Data for processing
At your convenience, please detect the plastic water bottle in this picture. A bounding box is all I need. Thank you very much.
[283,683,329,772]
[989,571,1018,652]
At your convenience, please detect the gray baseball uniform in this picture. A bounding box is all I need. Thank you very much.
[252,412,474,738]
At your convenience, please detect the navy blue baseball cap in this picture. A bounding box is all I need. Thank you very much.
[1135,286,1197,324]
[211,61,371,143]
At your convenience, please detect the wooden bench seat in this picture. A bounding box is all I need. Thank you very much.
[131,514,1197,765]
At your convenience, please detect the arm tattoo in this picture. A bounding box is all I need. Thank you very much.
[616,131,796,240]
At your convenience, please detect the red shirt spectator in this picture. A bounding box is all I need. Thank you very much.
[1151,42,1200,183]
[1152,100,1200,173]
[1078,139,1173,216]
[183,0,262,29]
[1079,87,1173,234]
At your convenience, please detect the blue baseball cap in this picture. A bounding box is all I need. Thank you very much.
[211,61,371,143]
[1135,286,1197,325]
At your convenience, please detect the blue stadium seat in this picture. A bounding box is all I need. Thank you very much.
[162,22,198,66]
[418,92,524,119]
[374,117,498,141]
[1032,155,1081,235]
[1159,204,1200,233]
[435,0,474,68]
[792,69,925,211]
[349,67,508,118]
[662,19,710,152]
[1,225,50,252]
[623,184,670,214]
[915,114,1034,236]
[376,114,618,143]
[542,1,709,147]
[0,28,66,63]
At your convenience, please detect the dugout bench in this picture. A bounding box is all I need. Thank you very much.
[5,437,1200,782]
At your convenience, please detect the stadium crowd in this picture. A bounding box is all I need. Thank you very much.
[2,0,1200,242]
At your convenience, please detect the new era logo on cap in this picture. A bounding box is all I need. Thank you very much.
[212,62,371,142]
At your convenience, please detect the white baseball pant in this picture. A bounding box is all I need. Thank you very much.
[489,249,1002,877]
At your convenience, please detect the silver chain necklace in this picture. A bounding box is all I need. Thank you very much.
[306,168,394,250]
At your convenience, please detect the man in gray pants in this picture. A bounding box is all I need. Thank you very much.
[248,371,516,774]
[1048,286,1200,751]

Prompt
Copy out the full listing above. Keep every word as it is.

Task response
At your convenience, please detect the plastic water bottle in this picture. A bounding box is all I need. Thank you very much.
[283,683,329,772]
[989,571,1018,652]
At your convenience, please detect the gray baseball uniform in this picture. A bounding box is all I need. Thank you very much.
[252,412,474,738]
At your convenience, please detect the navy blue baseball cap in this picture. A bounding box is all I need. Thank you very much.
[1135,286,1197,324]
[211,61,371,143]
At your convenience, please detect the wooden bench seat in this picture. A bounding box is all I need. Thank you very much.
[131,514,1197,765]
At your convenience, please detect the arm tattoo in this picture. A bounding box is all I need. Thank you very much.
[616,131,796,240]
At your convenience, please detect the red shirt spectator in this picture. A bounding box is all I need. Thank you very much.
[1151,42,1200,183]
[1152,100,1200,173]
[1078,139,1173,216]
[183,0,262,29]
[1079,87,1173,234]
At your convenience, please detect the blue baseball cap in this picture. A bounding box is all I need. Thank you very much.
[211,61,371,143]
[1135,286,1197,325]
At your convenience, please detect the blue stadium seat in this picture. A bounding box is all I need. Thank you very much.
[162,22,198,66]
[418,92,524,119]
[374,117,498,141]
[1032,155,1081,235]
[1159,204,1200,233]
[435,0,474,68]
[792,69,925,211]
[349,67,508,118]
[662,19,710,152]
[1,225,50,252]
[623,184,670,214]
[915,114,1034,236]
[376,114,618,143]
[542,1,709,147]
[0,28,66,63]
At your convenience, please detect the dugout bench in this picture. A bounding box is all I need. Thank you very much.
[5,437,1200,782]
At your convenience, please detect the stadium crowd in this picture. A bounding box is all I need. Thank you very much.
[2,0,1200,242]
At your convenience, please detect the new era logo on cap in this picture. A bounding box is all I need. Thank you very much.
[212,62,371,142]
At your convenience, please detect the white baseball pant in this picture. A bounding box is all I need. Thank you very much.
[489,249,1002,877]
At your convenience, please detect the silver chain necklace in this picture. A bounding box is all I need. Thank you very much.
[306,168,394,250]
At your convenience, please detect the man in gray pants in this picture. A bounding box is all I need. Thank you very much.
[248,371,516,774]
[1048,286,1200,751]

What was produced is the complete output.